## GIVEN DATA:
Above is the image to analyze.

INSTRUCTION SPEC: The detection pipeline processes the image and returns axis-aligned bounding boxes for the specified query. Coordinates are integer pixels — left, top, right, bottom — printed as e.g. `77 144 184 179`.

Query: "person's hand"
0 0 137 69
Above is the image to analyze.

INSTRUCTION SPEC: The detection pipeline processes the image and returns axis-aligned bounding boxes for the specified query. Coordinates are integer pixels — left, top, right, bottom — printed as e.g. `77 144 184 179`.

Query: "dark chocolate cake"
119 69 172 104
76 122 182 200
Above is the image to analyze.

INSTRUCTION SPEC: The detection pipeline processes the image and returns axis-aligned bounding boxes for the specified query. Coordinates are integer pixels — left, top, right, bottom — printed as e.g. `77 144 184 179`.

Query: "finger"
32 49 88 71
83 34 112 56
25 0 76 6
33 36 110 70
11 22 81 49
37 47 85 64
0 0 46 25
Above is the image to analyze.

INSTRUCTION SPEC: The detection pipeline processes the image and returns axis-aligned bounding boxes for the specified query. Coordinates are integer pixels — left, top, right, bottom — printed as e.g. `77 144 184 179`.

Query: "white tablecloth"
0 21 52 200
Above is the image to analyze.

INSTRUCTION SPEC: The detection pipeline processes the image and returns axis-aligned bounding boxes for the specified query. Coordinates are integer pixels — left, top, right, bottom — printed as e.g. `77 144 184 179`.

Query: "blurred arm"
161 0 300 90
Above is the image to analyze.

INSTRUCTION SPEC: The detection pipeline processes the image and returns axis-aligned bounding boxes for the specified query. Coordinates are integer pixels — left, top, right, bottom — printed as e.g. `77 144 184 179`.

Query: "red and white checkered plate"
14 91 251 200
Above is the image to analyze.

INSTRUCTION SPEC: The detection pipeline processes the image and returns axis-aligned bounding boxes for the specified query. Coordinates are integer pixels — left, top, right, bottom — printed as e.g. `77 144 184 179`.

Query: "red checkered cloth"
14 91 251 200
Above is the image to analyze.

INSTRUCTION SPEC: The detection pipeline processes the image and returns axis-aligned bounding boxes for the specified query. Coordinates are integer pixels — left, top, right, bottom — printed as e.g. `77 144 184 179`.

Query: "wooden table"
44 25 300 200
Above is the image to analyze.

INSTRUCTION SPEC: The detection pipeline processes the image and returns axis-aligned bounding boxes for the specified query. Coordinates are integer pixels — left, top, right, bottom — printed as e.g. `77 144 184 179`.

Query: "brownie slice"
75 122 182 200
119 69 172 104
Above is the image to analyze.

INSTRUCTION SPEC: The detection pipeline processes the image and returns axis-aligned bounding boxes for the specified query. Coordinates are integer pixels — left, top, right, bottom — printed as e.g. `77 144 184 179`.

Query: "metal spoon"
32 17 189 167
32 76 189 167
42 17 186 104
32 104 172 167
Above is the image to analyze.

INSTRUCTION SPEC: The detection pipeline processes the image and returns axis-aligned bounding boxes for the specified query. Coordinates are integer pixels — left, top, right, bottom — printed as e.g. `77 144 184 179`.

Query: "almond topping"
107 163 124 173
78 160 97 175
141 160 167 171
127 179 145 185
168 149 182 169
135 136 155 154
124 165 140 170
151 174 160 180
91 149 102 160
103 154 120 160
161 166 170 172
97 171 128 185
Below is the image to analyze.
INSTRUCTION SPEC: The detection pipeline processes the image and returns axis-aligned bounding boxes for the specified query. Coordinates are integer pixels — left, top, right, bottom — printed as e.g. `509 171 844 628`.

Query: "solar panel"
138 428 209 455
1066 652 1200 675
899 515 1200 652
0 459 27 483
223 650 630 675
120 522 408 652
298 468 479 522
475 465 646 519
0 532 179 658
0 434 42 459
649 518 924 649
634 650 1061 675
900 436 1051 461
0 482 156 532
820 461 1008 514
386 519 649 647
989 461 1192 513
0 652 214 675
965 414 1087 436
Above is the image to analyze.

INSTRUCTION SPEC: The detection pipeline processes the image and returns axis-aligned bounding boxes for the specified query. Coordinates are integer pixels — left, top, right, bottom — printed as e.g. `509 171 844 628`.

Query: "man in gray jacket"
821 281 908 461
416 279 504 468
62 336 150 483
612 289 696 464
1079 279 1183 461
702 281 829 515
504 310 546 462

## DIRECTIVE:
Convert the stretch of records from the start through the line containing "161 0 300 90" into a two-column CSV with the headers text and answer. Give one row per record, putting its text and its answer each in a single quoted field with line breaks changed to spaces, and include only those records.

## THE COMPLETED TASK:
text,answer
"Above is the image to analyze. INSTRUCTION SPEC: The detection pipeline processes the image and returns axis-aligned bounding boxes for the specified query. Coordinates are integer pixels — left, top, right, bottom — printed as e.g. `77 144 184 179`. Query: ""person's hand""","0 0 137 69"
"Above is the image to analyze. INSTRUCTION SPEC: The detection pipeline processes the image and returns axis-aligned bounding boxes for the specified query. Coordinates are integer pixels — left, top, right, bottom — printed as e.g. `77 144 184 179`. Query: ""dark chocolate cake""","119 69 172 104 76 122 182 200"
"Above is the image to analyze. INSTRUCTION SPEC: The detection pipeline processes the image and returns axis-aligned bounding boxes for the specified query. Coordinates are integer pixels — left, top, right, bottom — printed as e.g. `77 144 184 179`. Query: ""finger""","32 49 88 71 83 34 112 56 25 0 76 6 33 36 110 70 11 22 81 49 37 47 85 64 0 0 46 25"
"Above is the image to analyze. INSTRUCTION SPEC: The detection pipeline processes the image and returns axis-aligned bounding boxes for the specified query. Coordinates are integer pixels — left, top, right, bottom — printed as e.g. `77 144 184 179`. Query: ""white tablecloth""","0 21 52 200"
"Above is the image to analyze. INSTRUCTION SPEC: The detection pipeline processes the image and returns axis-aligned bounding boxes for the specified query. Coordinates are integer pixels — left, top, right, bottom — printed as e.g. `77 144 184 179`. Query: ""blurred arm""","161 0 300 90"